- **WHAT THE TASK REQUIRES**: Copy out every line of the data below that contains the word "lamp", keeping each line unchanged.

**********

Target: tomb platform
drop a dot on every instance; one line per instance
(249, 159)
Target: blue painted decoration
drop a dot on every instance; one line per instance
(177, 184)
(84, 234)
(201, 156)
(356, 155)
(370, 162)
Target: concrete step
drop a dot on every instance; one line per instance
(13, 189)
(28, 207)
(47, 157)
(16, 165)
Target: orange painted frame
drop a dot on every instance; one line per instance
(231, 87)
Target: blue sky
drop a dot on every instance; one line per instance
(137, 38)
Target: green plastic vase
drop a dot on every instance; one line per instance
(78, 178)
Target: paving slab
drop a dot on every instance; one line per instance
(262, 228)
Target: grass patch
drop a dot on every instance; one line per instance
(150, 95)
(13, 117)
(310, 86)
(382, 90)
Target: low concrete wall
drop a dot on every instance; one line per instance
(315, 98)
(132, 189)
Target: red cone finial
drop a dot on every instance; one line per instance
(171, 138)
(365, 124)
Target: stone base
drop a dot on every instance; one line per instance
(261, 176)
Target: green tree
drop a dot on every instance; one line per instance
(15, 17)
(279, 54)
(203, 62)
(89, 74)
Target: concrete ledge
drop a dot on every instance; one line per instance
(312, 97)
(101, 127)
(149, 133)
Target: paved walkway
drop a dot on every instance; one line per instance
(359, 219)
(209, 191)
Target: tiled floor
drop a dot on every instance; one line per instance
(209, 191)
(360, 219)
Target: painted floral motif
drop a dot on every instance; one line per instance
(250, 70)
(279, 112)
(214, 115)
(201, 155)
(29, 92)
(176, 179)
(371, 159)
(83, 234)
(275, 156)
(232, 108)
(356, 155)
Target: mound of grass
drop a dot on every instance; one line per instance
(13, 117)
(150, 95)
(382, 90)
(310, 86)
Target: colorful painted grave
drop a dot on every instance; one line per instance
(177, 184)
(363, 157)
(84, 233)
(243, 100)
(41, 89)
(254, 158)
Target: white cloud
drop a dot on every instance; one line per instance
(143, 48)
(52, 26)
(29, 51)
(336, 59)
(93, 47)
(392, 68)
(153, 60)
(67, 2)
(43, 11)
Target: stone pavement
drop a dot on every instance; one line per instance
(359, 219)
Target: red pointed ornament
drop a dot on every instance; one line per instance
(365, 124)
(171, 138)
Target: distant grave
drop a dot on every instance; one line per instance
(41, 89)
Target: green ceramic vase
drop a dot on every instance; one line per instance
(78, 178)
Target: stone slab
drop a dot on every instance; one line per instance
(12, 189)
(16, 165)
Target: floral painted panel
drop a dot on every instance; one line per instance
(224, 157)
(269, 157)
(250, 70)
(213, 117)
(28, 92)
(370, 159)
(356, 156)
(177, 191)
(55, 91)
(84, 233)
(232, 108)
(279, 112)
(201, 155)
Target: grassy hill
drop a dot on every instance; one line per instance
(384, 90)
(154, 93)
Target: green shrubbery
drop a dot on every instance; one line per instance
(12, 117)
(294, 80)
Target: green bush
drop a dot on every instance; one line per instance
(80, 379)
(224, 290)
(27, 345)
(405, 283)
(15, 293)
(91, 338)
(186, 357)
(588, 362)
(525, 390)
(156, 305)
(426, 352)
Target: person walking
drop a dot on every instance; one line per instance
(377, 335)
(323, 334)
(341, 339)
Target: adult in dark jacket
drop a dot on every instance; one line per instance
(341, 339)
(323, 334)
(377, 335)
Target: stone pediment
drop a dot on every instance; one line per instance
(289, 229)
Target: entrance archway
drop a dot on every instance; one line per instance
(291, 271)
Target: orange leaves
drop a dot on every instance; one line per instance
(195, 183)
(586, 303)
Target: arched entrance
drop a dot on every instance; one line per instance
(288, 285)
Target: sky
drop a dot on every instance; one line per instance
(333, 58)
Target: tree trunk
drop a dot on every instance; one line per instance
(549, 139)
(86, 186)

**********

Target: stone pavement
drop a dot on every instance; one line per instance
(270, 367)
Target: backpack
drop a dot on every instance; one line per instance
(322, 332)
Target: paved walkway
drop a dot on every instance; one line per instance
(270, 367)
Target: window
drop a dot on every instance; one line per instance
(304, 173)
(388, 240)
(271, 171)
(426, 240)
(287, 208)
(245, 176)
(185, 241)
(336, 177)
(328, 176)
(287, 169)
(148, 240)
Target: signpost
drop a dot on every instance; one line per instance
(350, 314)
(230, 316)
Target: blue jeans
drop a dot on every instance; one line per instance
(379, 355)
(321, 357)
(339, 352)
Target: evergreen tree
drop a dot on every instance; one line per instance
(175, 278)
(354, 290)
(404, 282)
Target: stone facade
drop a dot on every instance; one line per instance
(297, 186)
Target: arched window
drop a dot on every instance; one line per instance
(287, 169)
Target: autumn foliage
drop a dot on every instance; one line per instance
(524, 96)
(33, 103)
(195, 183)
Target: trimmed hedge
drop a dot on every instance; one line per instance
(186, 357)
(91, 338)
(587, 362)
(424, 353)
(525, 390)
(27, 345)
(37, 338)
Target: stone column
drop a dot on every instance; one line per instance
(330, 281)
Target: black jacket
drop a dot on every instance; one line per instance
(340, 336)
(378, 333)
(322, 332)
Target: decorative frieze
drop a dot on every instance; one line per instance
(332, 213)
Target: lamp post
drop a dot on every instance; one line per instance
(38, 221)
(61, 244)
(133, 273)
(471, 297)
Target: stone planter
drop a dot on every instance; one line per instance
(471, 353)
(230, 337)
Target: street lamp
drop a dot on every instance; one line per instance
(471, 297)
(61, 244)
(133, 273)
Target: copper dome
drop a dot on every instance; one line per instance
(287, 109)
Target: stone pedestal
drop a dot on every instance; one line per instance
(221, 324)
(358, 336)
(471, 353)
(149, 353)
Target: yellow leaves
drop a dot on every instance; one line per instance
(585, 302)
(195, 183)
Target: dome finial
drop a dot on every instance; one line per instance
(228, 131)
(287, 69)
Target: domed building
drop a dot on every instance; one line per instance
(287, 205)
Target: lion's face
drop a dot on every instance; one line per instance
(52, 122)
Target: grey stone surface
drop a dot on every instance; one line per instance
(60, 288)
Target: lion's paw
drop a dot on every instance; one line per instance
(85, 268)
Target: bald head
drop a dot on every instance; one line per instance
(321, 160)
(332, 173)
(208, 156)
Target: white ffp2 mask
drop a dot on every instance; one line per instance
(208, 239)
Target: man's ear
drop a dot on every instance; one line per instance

**********

- **SOLVED EXERCISE**:
Target: lamp post
Target: street lamp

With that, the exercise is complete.